OBJECTIF FIXÉ 1 -
Veuillez traduire en anglais cette phrase du passage du texte : « Bonne nouvelle: elle n’est pas si seule puisqu’elle rencontre Balthazar, un adolescent dont le canoë prend l’eau de toutes parts. »
OBJECTIF FIXÉ 2 -
D'après le passage du texte, quel personnage Léonie rencontre-t-elle sur l'océan ?
OBJECTIF FIXÉ 3 -
Recopiez fidèlement le passage du texte, depuis « Mais pour aller » jusqu'à « de toutes parts. ».

PASSAGE DU TEXTE -
_ _ _

Sortie BD : « Le grand large », un récit sur le grand saut vers l’âge adulte
Jean Cremers nous offre avec « Le grand large » un beau roman graphique sur le passage à l’âge adulte. Un récit à la fois initiatique et métaphorique très original.
« On n’est pas sérieux, quand on a dix-sept ans » disait Arthur Rimbaud dans l’un de ses poèmes. Mais, il faut bien grandir un jour aussi. Comment alors naviguer sur les flots de la vie ? C’est à travers ce roman graphique que Jean Cremers tente de répondre à cette question en convoquant la force de l’imaginaire pour une métaphore du grand saut vers l’âge adulte. Ce récit initiatique plein de péripéties, que l’on lit d’une traite nous parle des rencontres marquantes et de ces épreuves nécessaires qui nous forgent.
Sac sur le dos, Léonie se retrouve au milieu de nulle part, ou plus exactement en plein milieu de l’océan ! En lui apprêtant une embarcation, ses parents l’ont tout simplement forcée à prendre le large ! On est frappé dans les premières pages par cette métaphore finalement assez brutal du nécessaire détachement des enfants de la maison familiale. Les parents, dans ce récit, s’en débarrassent symboliquement en mettant la pauvre Léonie, manifestement pas du tout préparée à ça, à devoir désormais naviguer seule sur l’océan de la vie.
Mais pour aller où ? Comment diable va-t-elle s’y prendre pour trouver la terre ferme à l’aide de ses simples rames en bois ? Apeurée, elle va découvrir un univers sans foi ni loi où la nature, le hasard et la détermination vont guider sa barque. Bonne nouvelle: elle n’est pas si seule puisqu’elle rencontre Balthazar, un adolescent dont le canoë prend l’eau de toutes parts.

_ _ _

[Enregistrements issus d'un jeu d'annotation par points]
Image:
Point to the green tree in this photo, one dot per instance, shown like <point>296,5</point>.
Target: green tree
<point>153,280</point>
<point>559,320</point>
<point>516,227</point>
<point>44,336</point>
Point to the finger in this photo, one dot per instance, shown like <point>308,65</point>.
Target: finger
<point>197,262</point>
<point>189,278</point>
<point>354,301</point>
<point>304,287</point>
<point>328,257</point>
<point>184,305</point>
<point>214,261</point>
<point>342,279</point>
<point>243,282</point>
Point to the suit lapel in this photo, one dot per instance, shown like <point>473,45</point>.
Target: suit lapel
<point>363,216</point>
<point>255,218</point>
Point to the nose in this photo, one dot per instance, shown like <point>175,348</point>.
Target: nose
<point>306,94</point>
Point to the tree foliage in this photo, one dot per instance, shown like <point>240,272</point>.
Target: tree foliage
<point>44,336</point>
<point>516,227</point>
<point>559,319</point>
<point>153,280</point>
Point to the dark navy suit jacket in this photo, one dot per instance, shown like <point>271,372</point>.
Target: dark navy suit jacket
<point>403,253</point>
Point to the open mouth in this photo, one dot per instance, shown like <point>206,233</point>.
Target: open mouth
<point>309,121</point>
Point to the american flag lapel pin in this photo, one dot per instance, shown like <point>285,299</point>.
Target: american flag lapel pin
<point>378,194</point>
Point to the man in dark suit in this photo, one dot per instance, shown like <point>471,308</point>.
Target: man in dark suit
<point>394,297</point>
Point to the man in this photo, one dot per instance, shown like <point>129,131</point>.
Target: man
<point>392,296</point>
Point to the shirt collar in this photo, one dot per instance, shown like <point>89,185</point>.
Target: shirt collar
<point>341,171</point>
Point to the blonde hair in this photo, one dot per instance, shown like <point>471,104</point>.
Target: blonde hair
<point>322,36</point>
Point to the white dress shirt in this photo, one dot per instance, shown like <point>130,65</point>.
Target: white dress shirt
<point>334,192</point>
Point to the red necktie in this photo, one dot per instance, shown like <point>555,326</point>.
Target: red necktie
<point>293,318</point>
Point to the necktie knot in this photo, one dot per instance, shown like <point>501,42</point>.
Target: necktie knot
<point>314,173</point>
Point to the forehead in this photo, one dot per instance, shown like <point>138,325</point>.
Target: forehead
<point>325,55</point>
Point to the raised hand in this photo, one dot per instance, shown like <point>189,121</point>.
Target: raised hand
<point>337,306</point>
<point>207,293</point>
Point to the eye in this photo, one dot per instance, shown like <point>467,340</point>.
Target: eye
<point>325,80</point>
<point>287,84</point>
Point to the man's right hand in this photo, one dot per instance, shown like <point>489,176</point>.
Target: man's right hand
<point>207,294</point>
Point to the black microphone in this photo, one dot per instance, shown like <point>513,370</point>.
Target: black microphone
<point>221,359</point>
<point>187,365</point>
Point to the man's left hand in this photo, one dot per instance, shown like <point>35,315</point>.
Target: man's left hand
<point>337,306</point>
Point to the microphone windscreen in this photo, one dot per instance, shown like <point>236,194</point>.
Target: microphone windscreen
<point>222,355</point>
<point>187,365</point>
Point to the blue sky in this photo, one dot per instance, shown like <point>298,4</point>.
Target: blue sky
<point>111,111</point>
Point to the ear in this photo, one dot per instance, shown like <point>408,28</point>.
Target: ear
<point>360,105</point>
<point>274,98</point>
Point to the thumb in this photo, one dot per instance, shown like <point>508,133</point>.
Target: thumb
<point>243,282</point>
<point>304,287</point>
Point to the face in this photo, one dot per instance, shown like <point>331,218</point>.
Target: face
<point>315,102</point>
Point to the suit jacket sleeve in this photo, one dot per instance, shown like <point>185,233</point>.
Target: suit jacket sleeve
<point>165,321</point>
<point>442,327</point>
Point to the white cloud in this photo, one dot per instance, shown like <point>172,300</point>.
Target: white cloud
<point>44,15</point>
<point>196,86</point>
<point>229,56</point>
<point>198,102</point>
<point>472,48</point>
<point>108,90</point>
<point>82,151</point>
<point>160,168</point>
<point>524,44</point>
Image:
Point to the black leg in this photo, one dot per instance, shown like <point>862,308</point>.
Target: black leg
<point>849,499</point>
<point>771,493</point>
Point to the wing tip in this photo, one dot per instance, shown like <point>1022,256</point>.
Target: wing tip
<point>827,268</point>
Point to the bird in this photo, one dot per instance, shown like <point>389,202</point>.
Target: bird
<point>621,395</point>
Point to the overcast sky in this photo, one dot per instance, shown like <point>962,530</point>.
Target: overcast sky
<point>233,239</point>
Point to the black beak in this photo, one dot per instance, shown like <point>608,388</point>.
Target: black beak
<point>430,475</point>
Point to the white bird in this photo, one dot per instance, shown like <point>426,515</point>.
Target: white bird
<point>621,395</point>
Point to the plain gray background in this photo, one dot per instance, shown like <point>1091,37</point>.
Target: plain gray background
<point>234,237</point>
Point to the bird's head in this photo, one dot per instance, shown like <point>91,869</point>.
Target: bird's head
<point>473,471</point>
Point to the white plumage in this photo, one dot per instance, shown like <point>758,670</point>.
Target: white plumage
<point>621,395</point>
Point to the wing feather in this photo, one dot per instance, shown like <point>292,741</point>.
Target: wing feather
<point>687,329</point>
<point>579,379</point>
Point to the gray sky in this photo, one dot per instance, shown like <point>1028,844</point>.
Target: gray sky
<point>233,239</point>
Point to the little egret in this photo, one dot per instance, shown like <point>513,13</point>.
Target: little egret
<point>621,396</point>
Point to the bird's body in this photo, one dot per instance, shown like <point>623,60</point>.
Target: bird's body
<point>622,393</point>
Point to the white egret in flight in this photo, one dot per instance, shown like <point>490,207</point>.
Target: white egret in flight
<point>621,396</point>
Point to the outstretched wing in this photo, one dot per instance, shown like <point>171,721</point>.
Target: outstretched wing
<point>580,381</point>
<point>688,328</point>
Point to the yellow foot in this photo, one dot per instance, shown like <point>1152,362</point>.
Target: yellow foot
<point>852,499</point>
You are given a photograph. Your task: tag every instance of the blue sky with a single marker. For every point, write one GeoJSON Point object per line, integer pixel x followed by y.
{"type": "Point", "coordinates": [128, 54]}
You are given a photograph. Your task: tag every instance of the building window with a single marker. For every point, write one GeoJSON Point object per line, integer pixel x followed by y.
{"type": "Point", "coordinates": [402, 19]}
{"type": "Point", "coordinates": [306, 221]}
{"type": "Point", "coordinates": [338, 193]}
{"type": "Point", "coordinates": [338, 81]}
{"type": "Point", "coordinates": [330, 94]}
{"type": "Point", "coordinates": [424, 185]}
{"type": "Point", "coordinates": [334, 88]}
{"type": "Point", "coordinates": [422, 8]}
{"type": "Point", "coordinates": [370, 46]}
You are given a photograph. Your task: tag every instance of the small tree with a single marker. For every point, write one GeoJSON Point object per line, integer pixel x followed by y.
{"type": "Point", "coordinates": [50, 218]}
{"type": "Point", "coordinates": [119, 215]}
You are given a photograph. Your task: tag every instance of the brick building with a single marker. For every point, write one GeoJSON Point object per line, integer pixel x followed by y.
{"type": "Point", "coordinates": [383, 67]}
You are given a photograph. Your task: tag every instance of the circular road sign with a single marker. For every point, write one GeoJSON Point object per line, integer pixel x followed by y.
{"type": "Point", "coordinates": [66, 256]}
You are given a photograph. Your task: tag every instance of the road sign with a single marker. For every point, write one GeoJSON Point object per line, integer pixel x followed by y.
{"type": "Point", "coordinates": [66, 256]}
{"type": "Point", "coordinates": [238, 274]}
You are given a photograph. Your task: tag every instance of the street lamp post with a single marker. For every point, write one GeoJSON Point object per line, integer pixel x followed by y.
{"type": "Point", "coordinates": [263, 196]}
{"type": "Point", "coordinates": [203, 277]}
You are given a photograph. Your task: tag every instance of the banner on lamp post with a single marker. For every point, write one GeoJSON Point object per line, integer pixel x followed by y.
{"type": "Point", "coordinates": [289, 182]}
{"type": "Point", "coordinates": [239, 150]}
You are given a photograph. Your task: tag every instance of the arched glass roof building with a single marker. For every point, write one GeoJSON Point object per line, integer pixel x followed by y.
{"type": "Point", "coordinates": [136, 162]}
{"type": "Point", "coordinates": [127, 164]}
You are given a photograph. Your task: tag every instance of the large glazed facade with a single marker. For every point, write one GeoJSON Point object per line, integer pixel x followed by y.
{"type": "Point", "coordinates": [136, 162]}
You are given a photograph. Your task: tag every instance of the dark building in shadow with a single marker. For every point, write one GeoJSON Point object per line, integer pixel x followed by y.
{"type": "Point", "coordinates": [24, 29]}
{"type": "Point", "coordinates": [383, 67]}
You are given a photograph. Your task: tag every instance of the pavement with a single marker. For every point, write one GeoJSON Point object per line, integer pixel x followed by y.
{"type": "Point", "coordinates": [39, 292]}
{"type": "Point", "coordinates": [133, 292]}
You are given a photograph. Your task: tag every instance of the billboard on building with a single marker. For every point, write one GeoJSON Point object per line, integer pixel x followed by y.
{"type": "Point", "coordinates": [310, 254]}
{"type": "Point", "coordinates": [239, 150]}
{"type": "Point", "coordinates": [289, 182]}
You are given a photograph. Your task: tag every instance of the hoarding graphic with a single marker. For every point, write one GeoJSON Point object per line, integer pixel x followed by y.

_ _ _

SOLUTION DU PROBLÈME 1 -
Good news: she is not so alone after all, since she meets Balthazar, a teenager whose canoe is leaking everywhere.

SOLUTION DU PROBLÈME 2 -
Elle rencontre Balthazar, un adolescent dont le canoë prend l'eau de toutes parts.

SOLUTION DU PROBLÈME 3 -
Mais pour aller où ? Comment diable va-t-elle s’y prendre pour trouver la terre ferme à l’aide de ses simples rames en bois ? Apeurée, elle va découvrir un univers sans foi ni loi où la nature, le hasard et la détermination vont guider sa barque. Bonne nouvelle: elle n’est pas si seule puisqu’elle rencontre Balthazar, un adolescent dont le canoë prend l’eau de toutes parts.